Position identification records:
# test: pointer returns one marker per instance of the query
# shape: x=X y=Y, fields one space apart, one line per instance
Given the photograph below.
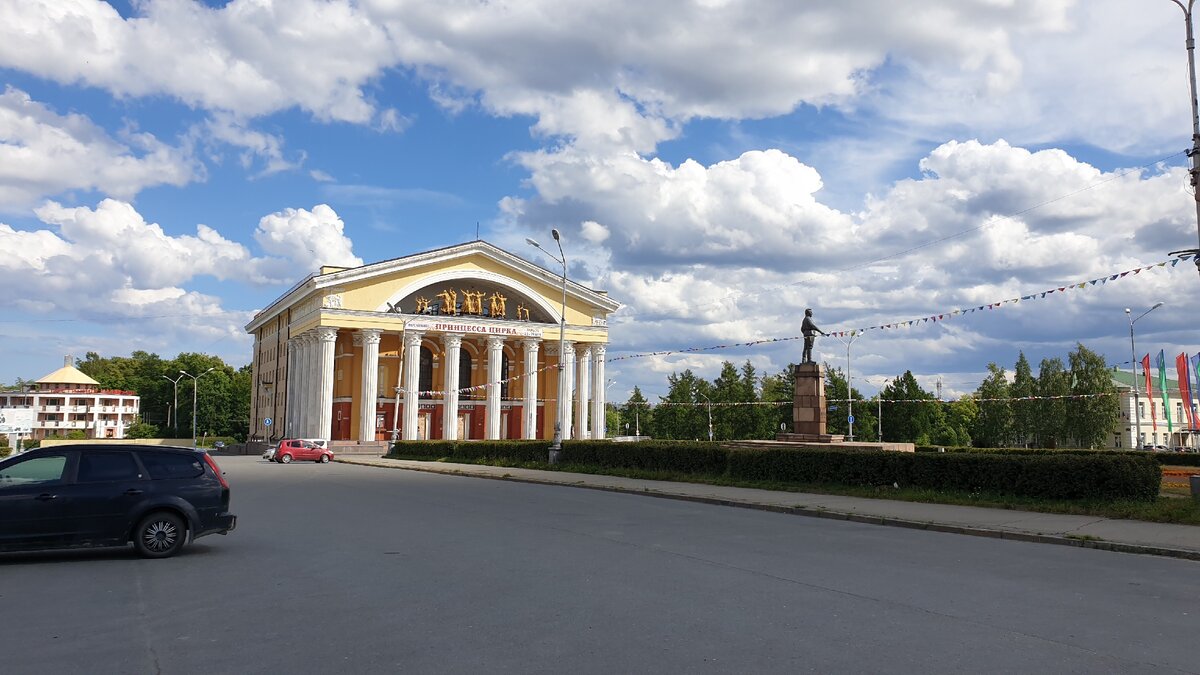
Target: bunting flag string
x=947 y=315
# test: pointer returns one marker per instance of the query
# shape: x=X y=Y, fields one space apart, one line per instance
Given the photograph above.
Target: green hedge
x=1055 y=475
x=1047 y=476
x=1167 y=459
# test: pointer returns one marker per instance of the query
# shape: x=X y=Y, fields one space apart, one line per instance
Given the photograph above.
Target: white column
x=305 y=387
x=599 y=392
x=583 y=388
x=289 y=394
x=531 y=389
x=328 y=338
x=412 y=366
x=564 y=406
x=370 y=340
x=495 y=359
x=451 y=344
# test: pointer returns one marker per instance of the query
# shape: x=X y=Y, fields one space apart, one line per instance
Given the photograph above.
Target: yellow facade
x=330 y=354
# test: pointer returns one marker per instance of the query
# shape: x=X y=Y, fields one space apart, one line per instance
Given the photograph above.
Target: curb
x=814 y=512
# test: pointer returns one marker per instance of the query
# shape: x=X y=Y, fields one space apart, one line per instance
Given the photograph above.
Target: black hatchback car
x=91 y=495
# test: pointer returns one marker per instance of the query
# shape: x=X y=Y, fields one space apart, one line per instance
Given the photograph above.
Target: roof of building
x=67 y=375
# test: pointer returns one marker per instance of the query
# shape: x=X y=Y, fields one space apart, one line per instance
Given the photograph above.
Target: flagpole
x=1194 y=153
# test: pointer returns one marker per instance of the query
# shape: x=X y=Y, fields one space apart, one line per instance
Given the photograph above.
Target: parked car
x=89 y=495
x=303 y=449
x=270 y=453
--
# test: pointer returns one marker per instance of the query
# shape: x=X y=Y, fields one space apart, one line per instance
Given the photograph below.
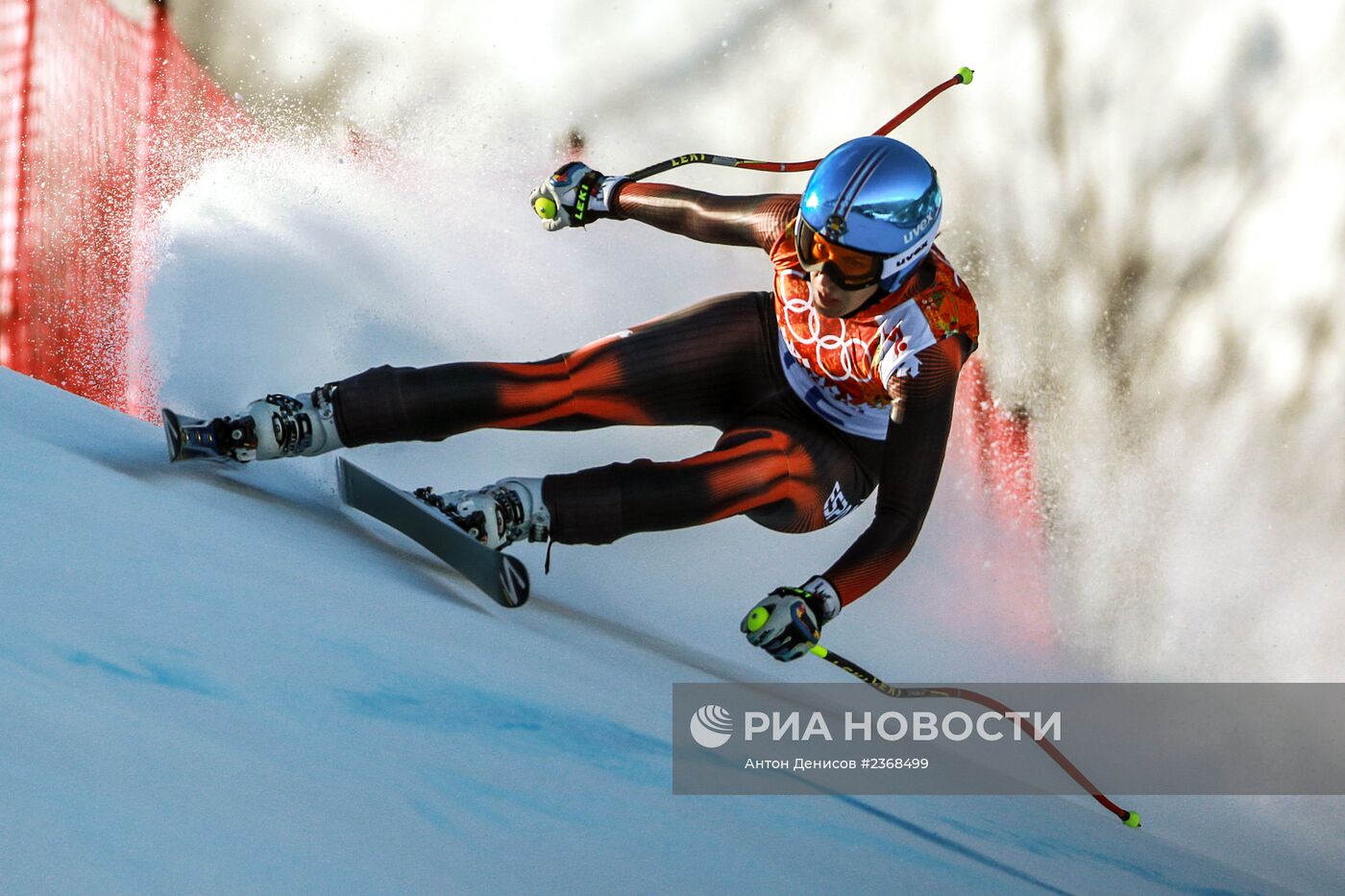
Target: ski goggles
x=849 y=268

## WHAT YOU ARE ASKED TO DO:
Count the lines in the records above that contain the string "Target", treating case as significant, and give only that number.

## WRITTEN ANSWER:
10